Position annotation records:
***

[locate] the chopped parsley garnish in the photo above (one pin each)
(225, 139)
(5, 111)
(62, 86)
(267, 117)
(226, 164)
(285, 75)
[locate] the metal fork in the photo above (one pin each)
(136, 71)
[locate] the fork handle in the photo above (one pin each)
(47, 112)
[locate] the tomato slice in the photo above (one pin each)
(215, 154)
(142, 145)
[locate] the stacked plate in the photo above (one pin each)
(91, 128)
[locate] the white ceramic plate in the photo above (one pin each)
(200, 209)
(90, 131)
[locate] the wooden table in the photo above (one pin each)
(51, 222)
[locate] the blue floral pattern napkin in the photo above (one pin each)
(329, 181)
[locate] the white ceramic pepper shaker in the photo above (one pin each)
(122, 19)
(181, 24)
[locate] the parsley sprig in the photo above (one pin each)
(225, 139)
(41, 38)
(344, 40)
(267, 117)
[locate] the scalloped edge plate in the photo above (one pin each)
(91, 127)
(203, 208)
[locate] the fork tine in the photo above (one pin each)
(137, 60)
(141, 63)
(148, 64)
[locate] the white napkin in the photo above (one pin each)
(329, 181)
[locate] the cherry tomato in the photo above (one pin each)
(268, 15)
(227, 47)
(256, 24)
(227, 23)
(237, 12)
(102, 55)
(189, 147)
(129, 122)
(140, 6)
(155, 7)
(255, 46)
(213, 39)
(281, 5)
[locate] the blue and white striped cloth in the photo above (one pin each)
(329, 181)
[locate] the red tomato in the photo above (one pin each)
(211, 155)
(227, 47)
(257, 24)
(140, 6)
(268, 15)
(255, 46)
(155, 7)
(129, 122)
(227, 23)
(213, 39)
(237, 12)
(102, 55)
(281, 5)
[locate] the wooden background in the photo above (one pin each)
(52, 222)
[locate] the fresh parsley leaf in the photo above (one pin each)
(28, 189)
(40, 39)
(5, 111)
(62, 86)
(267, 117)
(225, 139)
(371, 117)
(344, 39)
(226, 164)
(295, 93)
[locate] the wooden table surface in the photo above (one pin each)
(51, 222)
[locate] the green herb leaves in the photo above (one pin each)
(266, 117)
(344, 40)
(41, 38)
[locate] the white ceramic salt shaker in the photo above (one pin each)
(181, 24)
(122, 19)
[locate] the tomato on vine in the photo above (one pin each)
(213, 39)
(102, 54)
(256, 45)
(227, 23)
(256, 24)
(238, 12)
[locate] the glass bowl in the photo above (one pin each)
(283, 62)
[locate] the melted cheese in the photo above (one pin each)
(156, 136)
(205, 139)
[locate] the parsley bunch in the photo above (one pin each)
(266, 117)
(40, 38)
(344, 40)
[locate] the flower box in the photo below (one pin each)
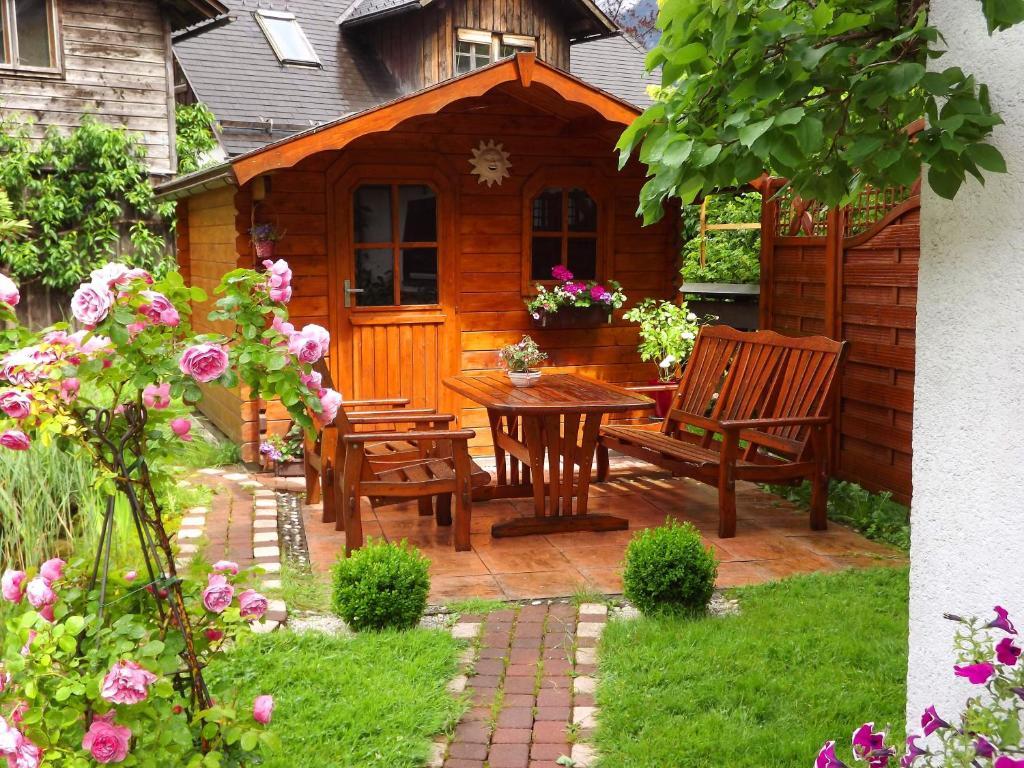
(573, 316)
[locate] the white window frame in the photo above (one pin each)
(282, 15)
(8, 41)
(496, 40)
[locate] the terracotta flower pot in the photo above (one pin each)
(523, 378)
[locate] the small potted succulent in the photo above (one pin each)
(668, 331)
(520, 358)
(264, 237)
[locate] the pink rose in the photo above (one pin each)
(263, 709)
(26, 756)
(181, 427)
(91, 303)
(52, 569)
(204, 361)
(218, 593)
(15, 403)
(14, 439)
(253, 604)
(157, 395)
(11, 586)
(105, 741)
(159, 308)
(127, 683)
(279, 281)
(8, 291)
(40, 593)
(330, 402)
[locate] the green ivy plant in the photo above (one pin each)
(817, 91)
(196, 138)
(80, 192)
(730, 255)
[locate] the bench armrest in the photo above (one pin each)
(414, 436)
(399, 418)
(784, 421)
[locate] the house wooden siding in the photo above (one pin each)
(418, 48)
(116, 65)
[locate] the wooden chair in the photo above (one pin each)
(443, 469)
(753, 407)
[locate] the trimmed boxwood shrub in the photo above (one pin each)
(668, 568)
(382, 586)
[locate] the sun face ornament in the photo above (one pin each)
(491, 163)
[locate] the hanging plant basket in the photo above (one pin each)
(573, 316)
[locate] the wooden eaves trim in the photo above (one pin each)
(523, 69)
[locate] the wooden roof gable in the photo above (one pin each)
(524, 70)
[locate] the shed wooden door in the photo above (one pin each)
(392, 304)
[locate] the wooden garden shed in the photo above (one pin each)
(418, 265)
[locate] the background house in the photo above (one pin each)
(62, 58)
(417, 266)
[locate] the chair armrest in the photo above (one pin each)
(784, 421)
(415, 436)
(388, 402)
(399, 418)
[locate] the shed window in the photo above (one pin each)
(563, 232)
(475, 48)
(287, 38)
(395, 240)
(29, 35)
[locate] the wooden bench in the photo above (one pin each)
(752, 406)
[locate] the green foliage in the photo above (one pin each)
(875, 515)
(805, 659)
(669, 568)
(196, 138)
(79, 192)
(668, 331)
(817, 92)
(730, 255)
(382, 586)
(369, 700)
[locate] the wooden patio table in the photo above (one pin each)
(559, 418)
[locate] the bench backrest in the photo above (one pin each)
(737, 375)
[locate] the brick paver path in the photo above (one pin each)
(532, 674)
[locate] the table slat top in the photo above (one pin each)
(553, 393)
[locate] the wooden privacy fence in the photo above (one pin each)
(851, 273)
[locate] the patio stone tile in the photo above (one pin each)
(541, 584)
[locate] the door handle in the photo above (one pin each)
(349, 291)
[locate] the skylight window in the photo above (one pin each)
(287, 38)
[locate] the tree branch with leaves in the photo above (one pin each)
(817, 91)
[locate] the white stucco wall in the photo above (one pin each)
(968, 512)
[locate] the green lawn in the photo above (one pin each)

***

▶ Written instruction
Put the part of the records that starts with the line containing "[locate] the wooden bench" and continues through the final line into a numbered list, one item per line, leaving out any blank lines.

▶ Worked solution
1. [locate] the wooden bench in the photo above (one pin each)
2. (752, 406)
3. [locate] the green foliage in the photo above (one pin each)
4. (875, 515)
5. (805, 659)
6. (669, 568)
7. (196, 138)
8. (79, 192)
9. (668, 331)
10. (817, 92)
11. (730, 255)
12. (382, 586)
13. (369, 700)
14. [locate] the wooden patio table in the photo above (one pin each)
15. (559, 418)
16. [locate] the bench backrest in the photo above (one pin each)
17. (737, 375)
18. [locate] the brick paver path in the photo above (one pin each)
19. (532, 674)
20. [locate] the table slat top in the photo above (one pin each)
21. (553, 393)
22. [locate] the wooden privacy fence in the photo above (one pin each)
23. (851, 273)
24. [locate] the patio stone tile in the photo above (one pin each)
25. (541, 584)
26. [locate] the door handle in the photo above (one pin each)
27. (349, 291)
28. [locate] the skylight window in the photo above (one pin each)
29. (287, 38)
30. [locate] the tree branch with leaves in the photo above (one pin each)
31. (817, 91)
32. [locate] the white stucco wall in the photo above (one pin each)
33. (968, 512)
34. [locate] the green lawn in the photo above (one pin each)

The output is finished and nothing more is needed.